-- BEGIN GIVEN RECORDS --

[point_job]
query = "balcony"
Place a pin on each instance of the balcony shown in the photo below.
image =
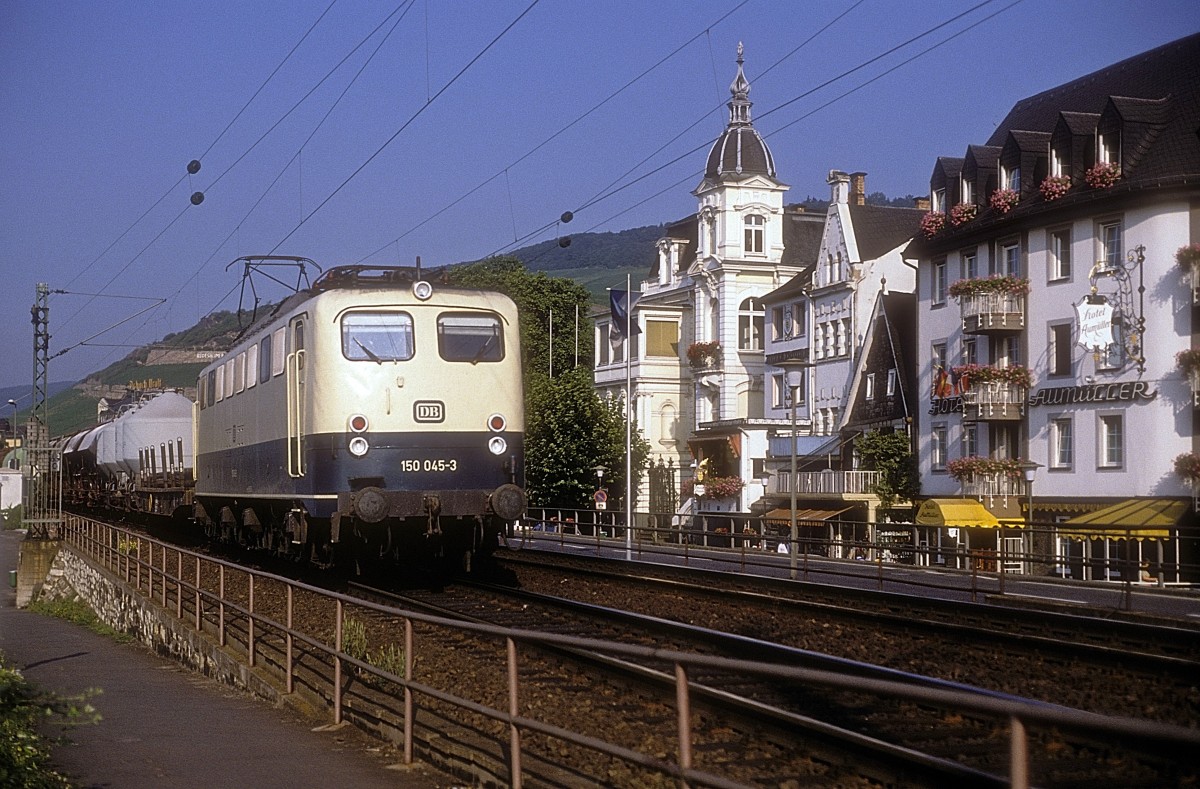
(988, 312)
(995, 402)
(861, 483)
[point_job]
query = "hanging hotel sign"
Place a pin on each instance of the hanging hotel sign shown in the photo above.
(1095, 314)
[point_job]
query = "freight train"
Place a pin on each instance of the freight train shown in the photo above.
(371, 416)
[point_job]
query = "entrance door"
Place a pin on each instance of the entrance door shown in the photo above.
(297, 395)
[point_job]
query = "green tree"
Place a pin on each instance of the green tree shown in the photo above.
(891, 455)
(570, 429)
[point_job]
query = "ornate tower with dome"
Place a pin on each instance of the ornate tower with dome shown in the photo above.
(697, 366)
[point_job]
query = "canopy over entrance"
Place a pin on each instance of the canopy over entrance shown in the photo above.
(963, 513)
(1129, 519)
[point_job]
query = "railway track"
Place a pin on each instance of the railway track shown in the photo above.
(852, 736)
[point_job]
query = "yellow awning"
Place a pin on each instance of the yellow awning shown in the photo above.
(1129, 519)
(805, 517)
(964, 513)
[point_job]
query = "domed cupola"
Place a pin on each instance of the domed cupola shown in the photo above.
(739, 151)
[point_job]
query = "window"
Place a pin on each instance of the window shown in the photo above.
(750, 319)
(279, 351)
(754, 234)
(1111, 433)
(251, 366)
(937, 288)
(663, 338)
(1008, 260)
(462, 337)
(381, 336)
(1060, 254)
(970, 265)
(1108, 236)
(970, 440)
(970, 351)
(937, 446)
(1060, 351)
(1061, 443)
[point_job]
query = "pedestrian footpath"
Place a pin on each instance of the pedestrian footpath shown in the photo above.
(163, 726)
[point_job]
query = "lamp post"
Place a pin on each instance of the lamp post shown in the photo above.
(793, 368)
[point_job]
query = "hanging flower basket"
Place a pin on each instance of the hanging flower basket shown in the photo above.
(714, 487)
(1103, 174)
(1003, 200)
(1188, 257)
(964, 469)
(1006, 285)
(963, 212)
(1187, 467)
(1055, 186)
(933, 223)
(1014, 374)
(700, 354)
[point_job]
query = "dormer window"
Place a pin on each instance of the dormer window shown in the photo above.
(755, 224)
(966, 191)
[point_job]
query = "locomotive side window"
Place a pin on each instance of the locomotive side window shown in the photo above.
(469, 337)
(377, 337)
(277, 354)
(251, 366)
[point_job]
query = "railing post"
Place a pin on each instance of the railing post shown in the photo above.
(514, 711)
(409, 661)
(250, 624)
(287, 640)
(337, 664)
(683, 704)
(1019, 756)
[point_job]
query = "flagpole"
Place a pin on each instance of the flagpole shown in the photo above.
(629, 421)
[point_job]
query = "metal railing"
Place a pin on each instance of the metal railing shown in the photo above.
(168, 576)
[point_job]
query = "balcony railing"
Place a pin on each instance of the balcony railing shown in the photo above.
(993, 312)
(827, 482)
(994, 401)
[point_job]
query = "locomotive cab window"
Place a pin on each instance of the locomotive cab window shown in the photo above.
(377, 337)
(469, 337)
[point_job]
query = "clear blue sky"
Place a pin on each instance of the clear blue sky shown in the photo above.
(102, 104)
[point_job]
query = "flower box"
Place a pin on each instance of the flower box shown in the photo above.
(933, 223)
(703, 354)
(1055, 186)
(963, 212)
(1103, 174)
(1003, 200)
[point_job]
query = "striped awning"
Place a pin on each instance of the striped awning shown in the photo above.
(963, 513)
(1129, 519)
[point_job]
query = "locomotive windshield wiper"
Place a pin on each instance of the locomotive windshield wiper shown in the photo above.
(370, 353)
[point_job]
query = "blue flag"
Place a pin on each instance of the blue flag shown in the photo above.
(622, 301)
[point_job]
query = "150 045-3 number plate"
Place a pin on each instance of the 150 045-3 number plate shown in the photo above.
(439, 464)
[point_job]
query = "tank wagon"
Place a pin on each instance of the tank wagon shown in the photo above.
(139, 461)
(371, 414)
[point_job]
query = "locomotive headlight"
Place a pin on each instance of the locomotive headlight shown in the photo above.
(359, 446)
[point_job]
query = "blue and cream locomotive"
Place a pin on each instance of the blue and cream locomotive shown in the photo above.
(372, 414)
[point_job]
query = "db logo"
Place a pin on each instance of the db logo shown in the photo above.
(429, 411)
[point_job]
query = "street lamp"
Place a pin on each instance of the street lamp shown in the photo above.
(793, 368)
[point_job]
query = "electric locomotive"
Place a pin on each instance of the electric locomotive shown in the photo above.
(371, 415)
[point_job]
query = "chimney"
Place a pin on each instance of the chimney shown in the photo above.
(858, 188)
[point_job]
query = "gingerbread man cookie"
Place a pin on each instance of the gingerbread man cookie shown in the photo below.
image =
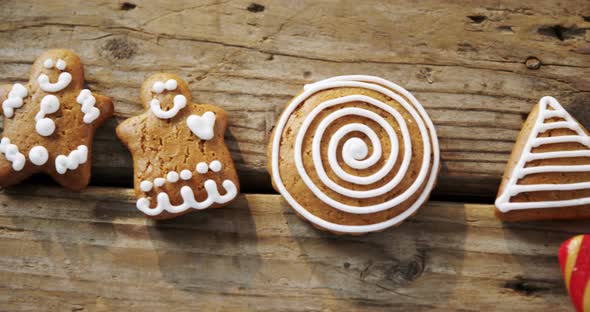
(49, 123)
(180, 158)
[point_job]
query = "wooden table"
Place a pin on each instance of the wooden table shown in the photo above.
(478, 68)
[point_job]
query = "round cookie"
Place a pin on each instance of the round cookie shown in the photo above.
(354, 154)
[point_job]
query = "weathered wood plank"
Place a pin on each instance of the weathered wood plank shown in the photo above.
(477, 66)
(93, 250)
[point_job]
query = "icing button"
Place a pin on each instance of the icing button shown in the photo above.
(38, 155)
(202, 168)
(172, 176)
(171, 84)
(61, 65)
(159, 181)
(215, 166)
(48, 63)
(158, 87)
(186, 174)
(145, 186)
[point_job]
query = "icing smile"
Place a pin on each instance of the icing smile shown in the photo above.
(179, 103)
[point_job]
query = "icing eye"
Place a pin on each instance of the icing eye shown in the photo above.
(202, 168)
(171, 84)
(61, 65)
(215, 166)
(158, 87)
(48, 63)
(180, 100)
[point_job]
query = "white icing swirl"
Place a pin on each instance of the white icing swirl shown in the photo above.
(355, 152)
(12, 154)
(15, 99)
(76, 157)
(87, 100)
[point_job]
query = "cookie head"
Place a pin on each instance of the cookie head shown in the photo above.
(56, 71)
(165, 95)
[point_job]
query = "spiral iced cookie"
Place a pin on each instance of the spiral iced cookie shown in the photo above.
(354, 154)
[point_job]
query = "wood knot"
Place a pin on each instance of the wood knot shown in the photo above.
(120, 48)
(532, 63)
(255, 8)
(526, 287)
(477, 19)
(126, 6)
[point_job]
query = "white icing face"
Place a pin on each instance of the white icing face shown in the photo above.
(202, 126)
(63, 80)
(72, 161)
(355, 152)
(521, 170)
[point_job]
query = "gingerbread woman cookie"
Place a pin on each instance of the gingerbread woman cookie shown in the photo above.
(49, 123)
(180, 158)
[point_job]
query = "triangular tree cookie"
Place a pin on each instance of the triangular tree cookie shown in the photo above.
(548, 174)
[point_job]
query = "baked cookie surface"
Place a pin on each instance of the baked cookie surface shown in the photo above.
(49, 122)
(548, 173)
(180, 159)
(354, 154)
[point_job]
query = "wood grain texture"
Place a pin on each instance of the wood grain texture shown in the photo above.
(93, 251)
(477, 66)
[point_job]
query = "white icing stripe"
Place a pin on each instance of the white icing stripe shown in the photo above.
(558, 125)
(564, 154)
(420, 117)
(12, 154)
(553, 114)
(15, 99)
(159, 87)
(188, 197)
(72, 161)
(585, 140)
(179, 103)
(173, 176)
(543, 169)
(517, 189)
(512, 188)
(87, 100)
(63, 81)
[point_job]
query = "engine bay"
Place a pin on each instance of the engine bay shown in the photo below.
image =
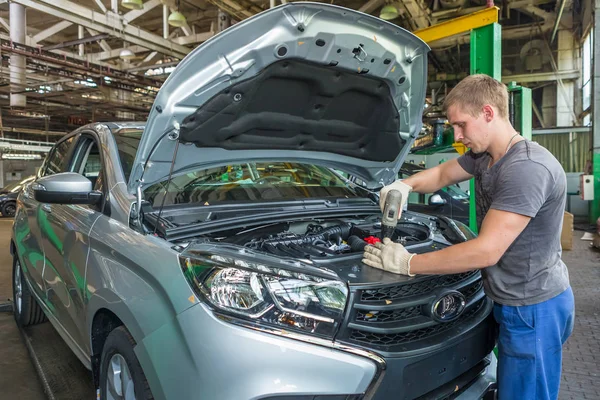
(322, 239)
(326, 238)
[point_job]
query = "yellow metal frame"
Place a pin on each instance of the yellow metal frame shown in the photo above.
(459, 25)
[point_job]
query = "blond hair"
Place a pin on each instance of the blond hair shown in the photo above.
(475, 91)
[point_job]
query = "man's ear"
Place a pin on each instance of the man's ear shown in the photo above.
(488, 112)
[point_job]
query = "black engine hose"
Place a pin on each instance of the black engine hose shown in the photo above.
(342, 231)
(356, 244)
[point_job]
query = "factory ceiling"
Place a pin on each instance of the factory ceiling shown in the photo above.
(100, 60)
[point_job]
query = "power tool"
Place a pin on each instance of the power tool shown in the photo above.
(391, 211)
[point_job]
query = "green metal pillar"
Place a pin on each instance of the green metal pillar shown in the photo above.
(523, 109)
(486, 58)
(594, 210)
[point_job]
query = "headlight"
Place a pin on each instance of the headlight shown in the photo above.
(258, 294)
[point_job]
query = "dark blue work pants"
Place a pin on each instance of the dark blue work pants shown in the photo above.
(530, 347)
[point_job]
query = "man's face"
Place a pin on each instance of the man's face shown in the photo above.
(470, 131)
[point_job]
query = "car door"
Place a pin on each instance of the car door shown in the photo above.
(66, 243)
(30, 219)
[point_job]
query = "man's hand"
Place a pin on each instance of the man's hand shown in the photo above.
(400, 186)
(388, 256)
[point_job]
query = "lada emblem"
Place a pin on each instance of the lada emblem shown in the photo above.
(448, 306)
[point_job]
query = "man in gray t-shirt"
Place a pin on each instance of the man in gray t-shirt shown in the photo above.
(520, 192)
(527, 180)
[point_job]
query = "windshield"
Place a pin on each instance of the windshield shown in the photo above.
(252, 181)
(11, 187)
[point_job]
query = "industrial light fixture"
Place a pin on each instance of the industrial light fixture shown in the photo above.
(126, 54)
(132, 4)
(389, 12)
(23, 156)
(176, 19)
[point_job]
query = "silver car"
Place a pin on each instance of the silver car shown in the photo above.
(213, 252)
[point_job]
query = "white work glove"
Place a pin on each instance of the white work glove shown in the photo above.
(400, 186)
(388, 256)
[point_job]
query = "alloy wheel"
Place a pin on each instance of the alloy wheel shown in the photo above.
(119, 380)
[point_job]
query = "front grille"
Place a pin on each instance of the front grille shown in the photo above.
(426, 286)
(398, 315)
(388, 316)
(378, 339)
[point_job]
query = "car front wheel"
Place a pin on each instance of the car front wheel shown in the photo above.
(26, 309)
(121, 376)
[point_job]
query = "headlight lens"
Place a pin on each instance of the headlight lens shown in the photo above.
(270, 296)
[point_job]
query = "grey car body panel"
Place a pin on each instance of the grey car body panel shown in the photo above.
(244, 50)
(148, 283)
(230, 377)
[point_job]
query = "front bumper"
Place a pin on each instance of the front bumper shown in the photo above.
(199, 355)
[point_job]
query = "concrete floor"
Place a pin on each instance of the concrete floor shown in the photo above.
(581, 363)
(18, 378)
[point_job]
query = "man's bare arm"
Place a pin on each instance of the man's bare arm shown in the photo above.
(498, 231)
(432, 179)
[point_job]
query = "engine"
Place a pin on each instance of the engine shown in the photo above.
(327, 239)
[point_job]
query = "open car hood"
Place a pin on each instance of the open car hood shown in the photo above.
(303, 82)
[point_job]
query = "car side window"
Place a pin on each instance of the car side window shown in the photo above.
(57, 160)
(87, 161)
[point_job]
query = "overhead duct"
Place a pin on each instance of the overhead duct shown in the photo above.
(534, 55)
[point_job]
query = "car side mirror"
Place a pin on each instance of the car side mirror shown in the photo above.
(436, 200)
(65, 188)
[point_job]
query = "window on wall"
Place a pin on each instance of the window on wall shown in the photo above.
(587, 58)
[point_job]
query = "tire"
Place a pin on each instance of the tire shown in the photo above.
(9, 209)
(119, 361)
(26, 309)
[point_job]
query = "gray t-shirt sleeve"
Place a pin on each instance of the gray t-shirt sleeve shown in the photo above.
(522, 188)
(467, 162)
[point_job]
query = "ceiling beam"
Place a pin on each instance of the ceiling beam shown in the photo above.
(109, 23)
(103, 44)
(54, 29)
(518, 32)
(371, 6)
(101, 6)
(105, 55)
(149, 5)
(417, 12)
(542, 77)
(534, 11)
(76, 42)
(195, 38)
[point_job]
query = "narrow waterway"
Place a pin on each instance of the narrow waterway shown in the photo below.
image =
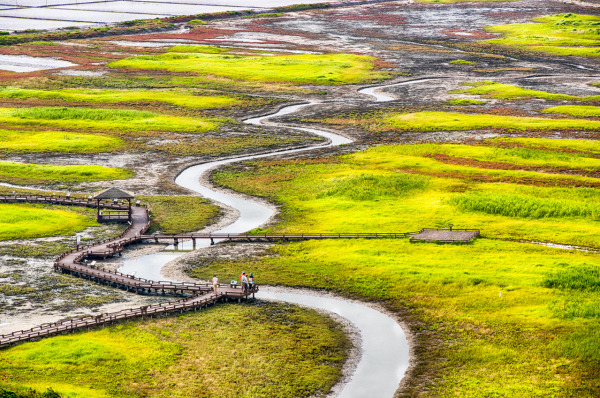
(384, 351)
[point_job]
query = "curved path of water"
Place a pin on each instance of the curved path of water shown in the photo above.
(385, 352)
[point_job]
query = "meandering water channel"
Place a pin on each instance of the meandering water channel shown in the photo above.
(384, 351)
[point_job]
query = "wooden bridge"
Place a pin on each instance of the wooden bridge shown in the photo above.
(75, 262)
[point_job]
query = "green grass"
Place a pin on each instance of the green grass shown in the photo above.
(591, 146)
(561, 34)
(302, 69)
(18, 141)
(532, 340)
(452, 121)
(462, 62)
(177, 98)
(177, 214)
(489, 89)
(27, 173)
(104, 119)
(21, 221)
(574, 110)
(281, 351)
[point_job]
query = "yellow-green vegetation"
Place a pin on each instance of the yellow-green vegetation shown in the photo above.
(261, 350)
(54, 141)
(463, 101)
(462, 62)
(574, 110)
(28, 173)
(562, 34)
(461, 1)
(177, 98)
(317, 69)
(23, 221)
(489, 89)
(383, 121)
(176, 214)
(437, 121)
(515, 318)
(584, 146)
(104, 119)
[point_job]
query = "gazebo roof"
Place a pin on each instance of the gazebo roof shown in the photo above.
(113, 193)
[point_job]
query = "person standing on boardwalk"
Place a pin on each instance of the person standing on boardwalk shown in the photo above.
(244, 282)
(215, 283)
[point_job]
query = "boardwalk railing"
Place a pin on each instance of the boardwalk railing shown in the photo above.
(51, 329)
(73, 262)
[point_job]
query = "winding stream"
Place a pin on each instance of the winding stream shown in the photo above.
(385, 352)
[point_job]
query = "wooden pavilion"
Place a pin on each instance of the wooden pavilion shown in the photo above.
(116, 211)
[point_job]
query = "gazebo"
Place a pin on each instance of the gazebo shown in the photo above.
(115, 211)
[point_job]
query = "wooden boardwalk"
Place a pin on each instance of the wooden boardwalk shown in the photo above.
(73, 262)
(445, 235)
(201, 295)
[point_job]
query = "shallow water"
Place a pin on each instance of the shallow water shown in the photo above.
(151, 8)
(25, 63)
(385, 353)
(379, 97)
(75, 15)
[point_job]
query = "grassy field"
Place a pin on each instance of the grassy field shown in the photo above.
(562, 34)
(302, 69)
(21, 221)
(27, 173)
(177, 98)
(511, 319)
(19, 141)
(123, 120)
(177, 214)
(454, 121)
(489, 89)
(281, 351)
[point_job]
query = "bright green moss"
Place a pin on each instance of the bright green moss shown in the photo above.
(574, 110)
(318, 69)
(104, 119)
(33, 221)
(281, 351)
(562, 34)
(177, 98)
(41, 173)
(56, 141)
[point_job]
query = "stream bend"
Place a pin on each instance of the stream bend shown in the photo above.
(384, 351)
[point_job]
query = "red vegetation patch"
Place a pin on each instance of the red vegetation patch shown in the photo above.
(470, 34)
(554, 182)
(200, 33)
(481, 164)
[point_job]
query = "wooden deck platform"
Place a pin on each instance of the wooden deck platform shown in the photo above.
(445, 235)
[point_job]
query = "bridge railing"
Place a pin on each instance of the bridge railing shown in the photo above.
(49, 329)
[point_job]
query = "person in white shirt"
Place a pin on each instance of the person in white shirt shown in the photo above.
(215, 282)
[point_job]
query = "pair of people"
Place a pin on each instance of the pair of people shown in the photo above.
(247, 282)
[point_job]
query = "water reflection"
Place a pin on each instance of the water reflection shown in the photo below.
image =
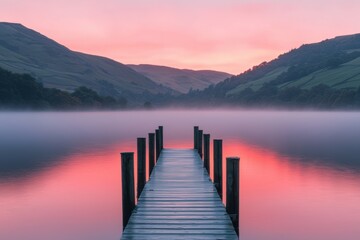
(60, 172)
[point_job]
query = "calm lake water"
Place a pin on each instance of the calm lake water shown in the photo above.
(299, 171)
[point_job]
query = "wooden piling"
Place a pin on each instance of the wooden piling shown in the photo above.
(161, 132)
(218, 166)
(128, 189)
(207, 152)
(232, 190)
(200, 147)
(157, 143)
(196, 130)
(141, 155)
(151, 152)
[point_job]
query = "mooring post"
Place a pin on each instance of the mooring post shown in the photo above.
(200, 136)
(218, 165)
(207, 152)
(232, 190)
(161, 132)
(128, 189)
(141, 154)
(151, 152)
(157, 143)
(196, 132)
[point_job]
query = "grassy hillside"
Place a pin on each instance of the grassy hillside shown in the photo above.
(21, 91)
(23, 50)
(181, 80)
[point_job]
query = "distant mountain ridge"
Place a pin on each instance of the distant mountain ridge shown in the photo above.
(324, 74)
(181, 80)
(23, 50)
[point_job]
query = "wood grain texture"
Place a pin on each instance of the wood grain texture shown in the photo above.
(179, 202)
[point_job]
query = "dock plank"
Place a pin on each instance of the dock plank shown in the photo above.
(179, 201)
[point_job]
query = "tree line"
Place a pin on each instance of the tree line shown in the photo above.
(22, 91)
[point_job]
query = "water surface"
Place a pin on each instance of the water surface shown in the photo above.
(60, 172)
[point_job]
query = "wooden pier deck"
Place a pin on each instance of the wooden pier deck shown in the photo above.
(179, 202)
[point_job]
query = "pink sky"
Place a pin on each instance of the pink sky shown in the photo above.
(225, 35)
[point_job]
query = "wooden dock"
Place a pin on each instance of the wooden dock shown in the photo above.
(179, 202)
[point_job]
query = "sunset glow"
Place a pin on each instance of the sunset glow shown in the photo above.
(224, 35)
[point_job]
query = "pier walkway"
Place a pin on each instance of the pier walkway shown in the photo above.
(179, 202)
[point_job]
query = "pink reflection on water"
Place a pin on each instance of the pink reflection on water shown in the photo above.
(79, 199)
(281, 197)
(286, 198)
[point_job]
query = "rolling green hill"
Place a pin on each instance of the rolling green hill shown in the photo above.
(181, 80)
(23, 50)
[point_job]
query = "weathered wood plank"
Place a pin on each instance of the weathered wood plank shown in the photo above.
(179, 202)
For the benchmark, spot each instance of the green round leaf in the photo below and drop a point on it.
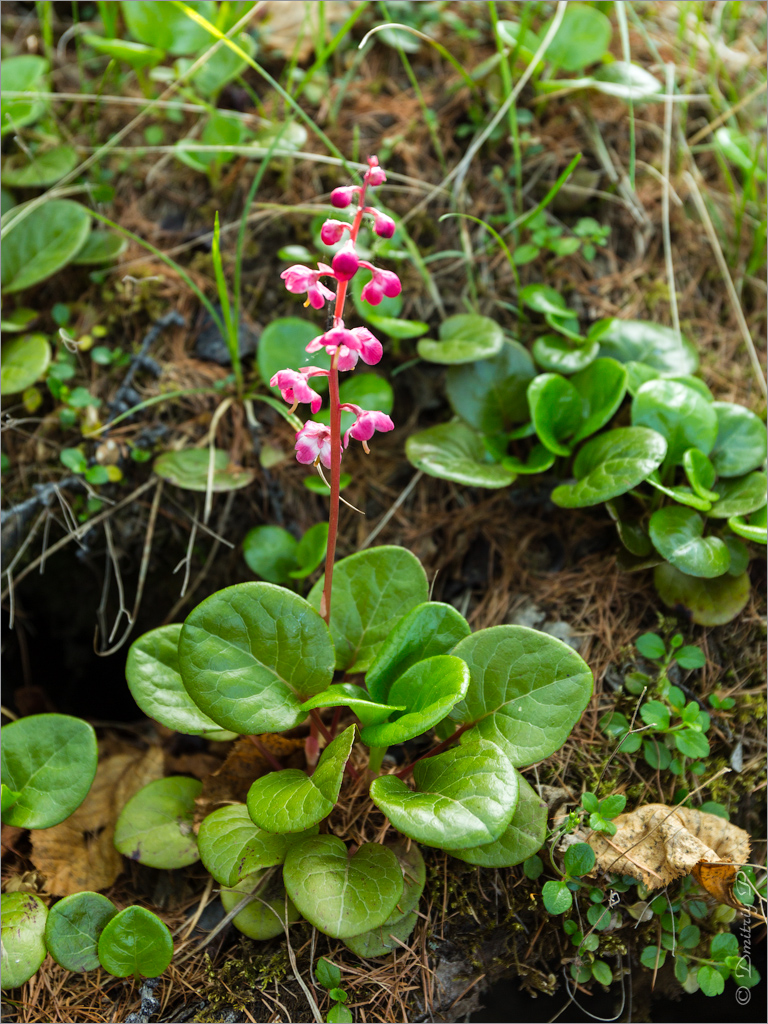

-- END GIVEN RECORDS --

Count the lines in the entries above that contain the string "pair", matching case exactly, and give only the number.

2